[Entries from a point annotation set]

════════════════

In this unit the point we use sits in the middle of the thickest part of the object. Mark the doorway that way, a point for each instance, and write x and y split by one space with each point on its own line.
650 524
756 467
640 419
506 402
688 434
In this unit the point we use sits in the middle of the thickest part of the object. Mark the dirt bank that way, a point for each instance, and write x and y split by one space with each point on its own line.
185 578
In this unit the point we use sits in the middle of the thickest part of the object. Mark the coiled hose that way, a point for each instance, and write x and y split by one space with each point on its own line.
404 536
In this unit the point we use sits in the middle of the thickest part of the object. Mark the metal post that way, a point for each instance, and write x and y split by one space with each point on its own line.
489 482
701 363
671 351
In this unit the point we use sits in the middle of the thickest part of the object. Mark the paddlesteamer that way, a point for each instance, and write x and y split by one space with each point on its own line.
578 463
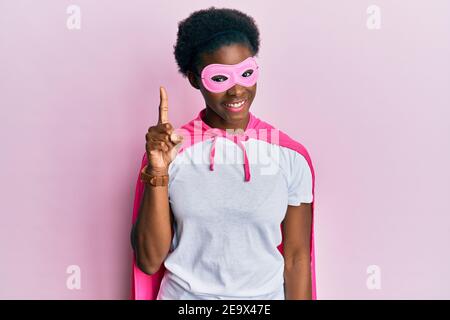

════════════════

- [INSTRUCTION]: Turn the lines from the one containing "Mark the paddlesteamer" through the end of the records into a numbered list, skipping blank lines. Leave the pictures out.

- [THE RESULT]:
1. In this unit the point we use sits in the middle of the thickest part of the object. Mark the paddlesteamer that way, a point for each instance, and write x and y split by one space with each point on its own line.
2. 578 463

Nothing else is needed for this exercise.